■ **Excerpted records**
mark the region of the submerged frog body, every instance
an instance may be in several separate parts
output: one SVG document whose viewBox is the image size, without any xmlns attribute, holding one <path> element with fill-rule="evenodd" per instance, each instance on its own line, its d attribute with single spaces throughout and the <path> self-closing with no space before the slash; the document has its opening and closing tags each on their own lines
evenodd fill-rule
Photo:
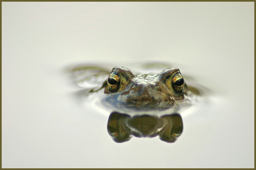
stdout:
<svg viewBox="0 0 256 170">
<path fill-rule="evenodd" d="M 104 92 L 106 100 L 121 107 L 143 110 L 164 109 L 184 101 L 188 89 L 177 68 L 159 74 L 134 75 L 129 69 L 113 68 Z"/>
</svg>

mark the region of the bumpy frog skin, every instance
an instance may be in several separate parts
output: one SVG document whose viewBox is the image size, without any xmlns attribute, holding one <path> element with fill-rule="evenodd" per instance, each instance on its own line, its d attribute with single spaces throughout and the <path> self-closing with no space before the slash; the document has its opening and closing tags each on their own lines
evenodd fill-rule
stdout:
<svg viewBox="0 0 256 170">
<path fill-rule="evenodd" d="M 170 108 L 186 100 L 188 89 L 179 69 L 170 68 L 158 75 L 134 75 L 129 69 L 113 68 L 106 84 L 106 101 L 120 107 L 137 110 Z"/>
</svg>

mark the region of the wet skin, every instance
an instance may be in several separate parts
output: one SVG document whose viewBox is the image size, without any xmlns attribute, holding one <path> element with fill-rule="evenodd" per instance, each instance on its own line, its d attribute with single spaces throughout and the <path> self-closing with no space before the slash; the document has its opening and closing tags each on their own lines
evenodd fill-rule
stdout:
<svg viewBox="0 0 256 170">
<path fill-rule="evenodd" d="M 121 107 L 163 110 L 186 100 L 188 89 L 177 68 L 159 74 L 134 75 L 129 69 L 113 68 L 105 83 L 106 100 Z"/>
</svg>

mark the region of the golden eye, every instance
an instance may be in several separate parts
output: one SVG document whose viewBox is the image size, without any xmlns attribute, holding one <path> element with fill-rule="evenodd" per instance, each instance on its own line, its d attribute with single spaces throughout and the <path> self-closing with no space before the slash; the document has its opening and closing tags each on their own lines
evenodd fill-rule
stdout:
<svg viewBox="0 0 256 170">
<path fill-rule="evenodd" d="M 107 79 L 109 90 L 111 92 L 117 91 L 120 85 L 119 76 L 114 73 L 112 73 Z"/>
<path fill-rule="evenodd" d="M 180 73 L 178 73 L 173 76 L 171 85 L 174 91 L 180 92 L 182 90 L 182 88 L 184 86 L 184 79 Z"/>
</svg>

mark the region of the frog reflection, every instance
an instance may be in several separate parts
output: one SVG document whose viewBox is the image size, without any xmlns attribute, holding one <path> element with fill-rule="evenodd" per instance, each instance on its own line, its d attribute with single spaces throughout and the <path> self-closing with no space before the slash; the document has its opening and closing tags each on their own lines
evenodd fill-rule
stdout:
<svg viewBox="0 0 256 170">
<path fill-rule="evenodd" d="M 127 141 L 132 136 L 154 137 L 162 141 L 174 142 L 181 135 L 183 124 L 179 114 L 164 115 L 161 117 L 144 115 L 131 116 L 113 112 L 107 123 L 107 131 L 114 141 Z"/>
</svg>

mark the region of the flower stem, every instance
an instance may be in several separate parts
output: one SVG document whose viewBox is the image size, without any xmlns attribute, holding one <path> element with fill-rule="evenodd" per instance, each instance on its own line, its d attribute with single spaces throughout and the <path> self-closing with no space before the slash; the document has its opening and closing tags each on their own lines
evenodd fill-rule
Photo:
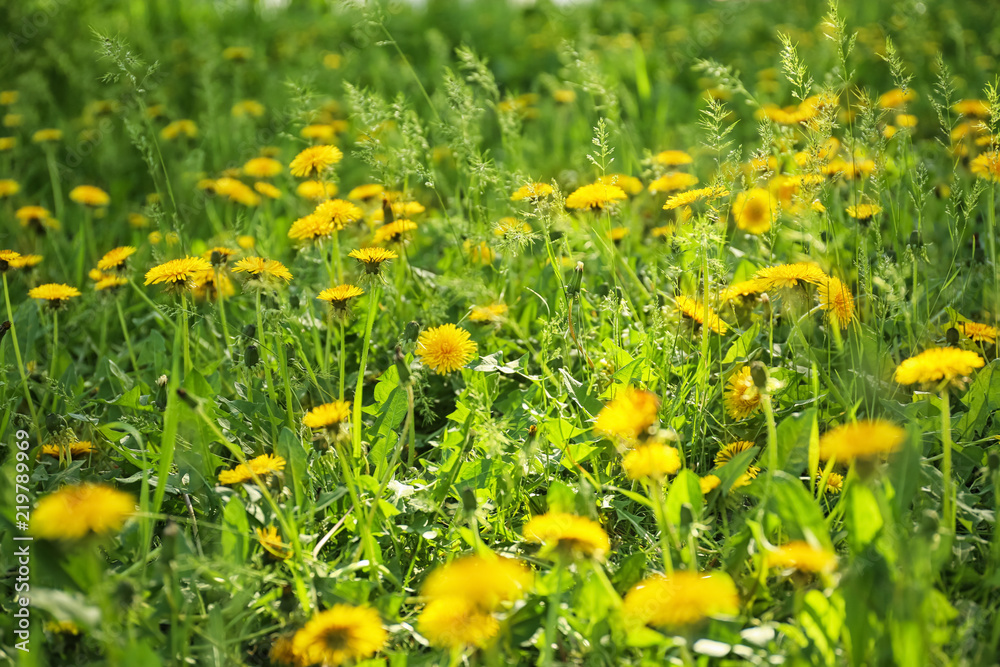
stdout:
<svg viewBox="0 0 1000 667">
<path fill-rule="evenodd" d="M 941 389 L 938 396 L 941 398 L 941 443 L 944 449 L 941 461 L 941 474 L 944 476 L 944 502 L 941 514 L 950 534 L 955 531 L 955 488 L 951 479 L 951 403 L 948 400 L 948 388 Z"/>
<path fill-rule="evenodd" d="M 35 403 L 31 400 L 31 389 L 28 387 L 28 376 L 24 372 L 24 361 L 21 359 L 21 347 L 17 344 L 17 329 L 14 327 L 14 311 L 10 307 L 10 290 L 7 287 L 7 273 L 0 272 L 3 276 L 3 300 L 7 305 L 7 319 L 10 321 L 10 339 L 14 343 L 14 358 L 17 360 L 17 370 L 21 374 L 21 386 L 24 387 L 24 399 L 28 402 L 28 411 L 31 413 L 31 423 L 35 425 L 38 432 L 39 442 L 41 442 L 41 424 L 38 422 L 38 415 L 35 414 Z"/>
<path fill-rule="evenodd" d="M 365 384 L 365 367 L 368 365 L 368 348 L 371 345 L 372 326 L 375 324 L 375 312 L 378 310 L 379 297 L 382 295 L 382 287 L 379 283 L 372 286 L 371 296 L 368 300 L 368 317 L 365 321 L 365 344 L 361 348 L 361 365 L 358 368 L 358 382 L 354 388 L 354 415 L 352 420 L 351 440 L 354 445 L 354 458 L 361 457 L 361 394 Z M 343 336 L 341 336 L 343 340 Z M 341 361 L 341 373 L 343 373 L 344 361 Z"/>
</svg>

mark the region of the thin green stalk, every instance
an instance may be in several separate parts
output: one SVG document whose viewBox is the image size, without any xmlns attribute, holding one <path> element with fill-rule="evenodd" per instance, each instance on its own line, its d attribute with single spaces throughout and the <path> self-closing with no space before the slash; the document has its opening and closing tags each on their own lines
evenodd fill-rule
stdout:
<svg viewBox="0 0 1000 667">
<path fill-rule="evenodd" d="M 944 457 L 941 461 L 941 474 L 944 476 L 944 502 L 941 514 L 948 532 L 955 531 L 955 488 L 951 479 L 951 403 L 948 388 L 943 387 L 938 394 L 941 399 L 941 443 Z"/>
<path fill-rule="evenodd" d="M 260 346 L 260 361 L 264 365 L 264 382 L 267 383 L 267 396 L 277 405 L 277 395 L 274 393 L 274 383 L 271 381 L 271 366 L 267 362 L 267 337 L 264 336 L 264 315 L 260 307 L 260 290 L 256 292 L 257 299 L 257 344 Z M 291 406 L 288 406 L 291 410 Z"/>
<path fill-rule="evenodd" d="M 365 367 L 368 365 L 368 348 L 371 345 L 372 327 L 375 324 L 375 312 L 378 310 L 379 297 L 382 295 L 382 286 L 378 282 L 372 285 L 372 291 L 368 298 L 368 317 L 365 321 L 364 346 L 361 348 L 361 364 L 358 368 L 358 382 L 354 388 L 354 414 L 352 419 L 351 440 L 354 445 L 354 458 L 361 457 L 361 395 L 364 391 Z M 343 337 L 341 337 L 343 340 Z M 341 361 L 341 372 L 346 364 Z"/>
<path fill-rule="evenodd" d="M 3 276 L 3 300 L 7 305 L 7 320 L 10 322 L 10 331 L 8 334 L 10 335 L 11 342 L 14 343 L 14 359 L 17 360 L 17 370 L 21 374 L 21 386 L 24 388 L 24 399 L 28 402 L 28 411 L 31 413 L 31 423 L 34 424 L 39 442 L 41 442 L 42 426 L 38 421 L 38 415 L 35 413 L 35 403 L 31 400 L 28 376 L 24 372 L 24 361 L 21 359 L 21 347 L 17 344 L 17 329 L 14 326 L 14 310 L 10 307 L 10 289 L 7 287 L 7 272 L 0 271 L 0 275 Z"/>
</svg>

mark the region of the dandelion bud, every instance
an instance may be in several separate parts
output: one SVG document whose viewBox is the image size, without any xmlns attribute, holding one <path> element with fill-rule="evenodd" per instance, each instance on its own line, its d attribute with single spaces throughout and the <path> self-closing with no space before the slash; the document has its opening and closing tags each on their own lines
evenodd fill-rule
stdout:
<svg viewBox="0 0 1000 667">
<path fill-rule="evenodd" d="M 750 364 L 750 377 L 753 378 L 753 384 L 760 391 L 767 389 L 767 366 L 759 361 L 755 361 Z"/>
</svg>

■ **What you will do**
Show every line of the records above that contains the string "region". Matches are case-sensitive.

■ **Expected answer**
mark the region of the submerged frog body, every instance
mark the region of the bumpy frog skin, every instance
mark the region of the wet skin, every instance
mark the region of the golden eye, every instance
mark the region of the frog reflection, every instance
mark the region of the flower stem, every instance
mark the region of the thin green stalk, every instance
mark the region of the dandelion bud, every instance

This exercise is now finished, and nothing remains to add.